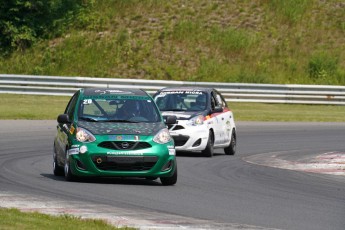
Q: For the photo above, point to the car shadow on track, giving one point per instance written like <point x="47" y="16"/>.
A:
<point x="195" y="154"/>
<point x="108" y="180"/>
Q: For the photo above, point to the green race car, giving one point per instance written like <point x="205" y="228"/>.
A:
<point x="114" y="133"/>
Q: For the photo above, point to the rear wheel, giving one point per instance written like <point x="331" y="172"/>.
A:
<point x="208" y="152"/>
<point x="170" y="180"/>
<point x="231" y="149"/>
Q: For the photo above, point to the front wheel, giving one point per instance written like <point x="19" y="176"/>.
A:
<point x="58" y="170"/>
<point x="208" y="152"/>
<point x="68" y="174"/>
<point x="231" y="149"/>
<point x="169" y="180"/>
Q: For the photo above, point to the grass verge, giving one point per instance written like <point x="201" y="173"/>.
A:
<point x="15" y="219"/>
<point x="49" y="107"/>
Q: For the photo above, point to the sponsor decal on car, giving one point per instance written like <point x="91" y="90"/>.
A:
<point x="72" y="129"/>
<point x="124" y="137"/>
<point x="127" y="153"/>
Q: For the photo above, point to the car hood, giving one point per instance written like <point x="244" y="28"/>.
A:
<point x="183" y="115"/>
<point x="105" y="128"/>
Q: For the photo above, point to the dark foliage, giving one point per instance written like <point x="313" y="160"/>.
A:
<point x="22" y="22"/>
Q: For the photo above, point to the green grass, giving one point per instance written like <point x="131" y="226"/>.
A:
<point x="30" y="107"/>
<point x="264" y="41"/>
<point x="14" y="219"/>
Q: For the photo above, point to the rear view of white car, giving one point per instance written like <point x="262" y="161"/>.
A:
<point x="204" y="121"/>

= = = = = = =

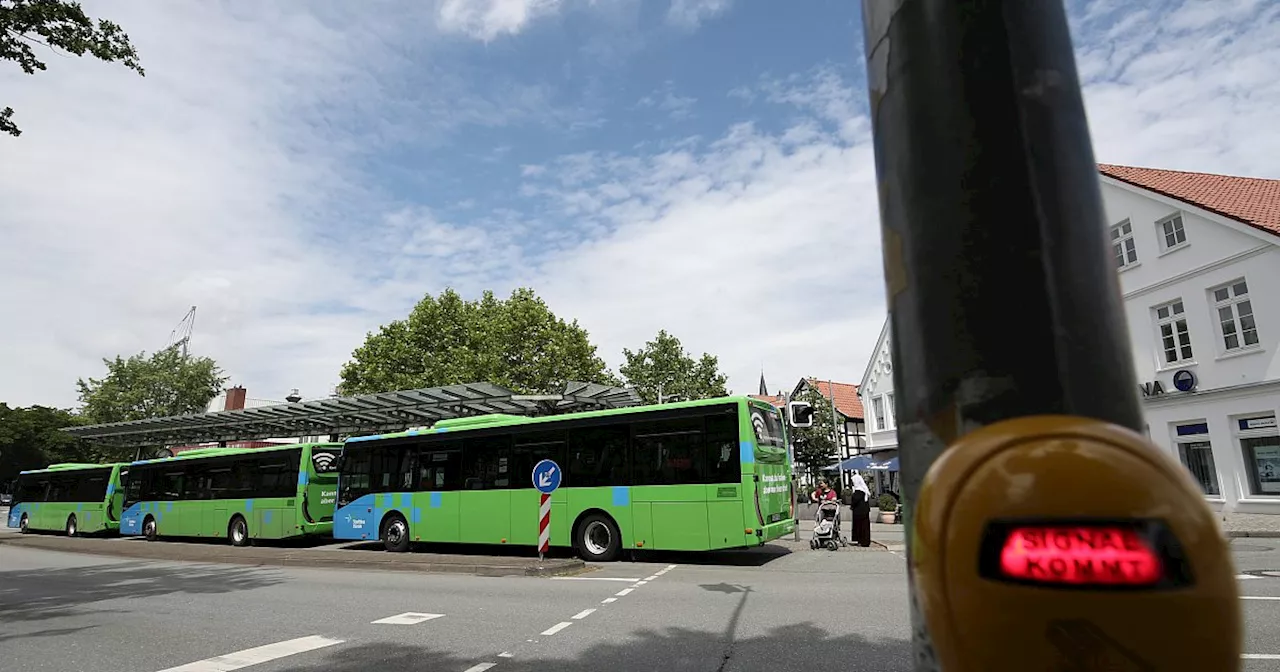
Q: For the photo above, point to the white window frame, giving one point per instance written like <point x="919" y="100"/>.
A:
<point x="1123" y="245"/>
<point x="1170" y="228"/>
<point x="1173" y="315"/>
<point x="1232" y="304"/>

= = = = = = =

Copy out every line above that contains the word "rear".

Q: For the photo above, point to the rear wheel, giving one point per instance written like <point x="331" y="172"/>.
Q: For the photo above, point to the rear view of white car, giving one point per instance written like <point x="262" y="161"/>.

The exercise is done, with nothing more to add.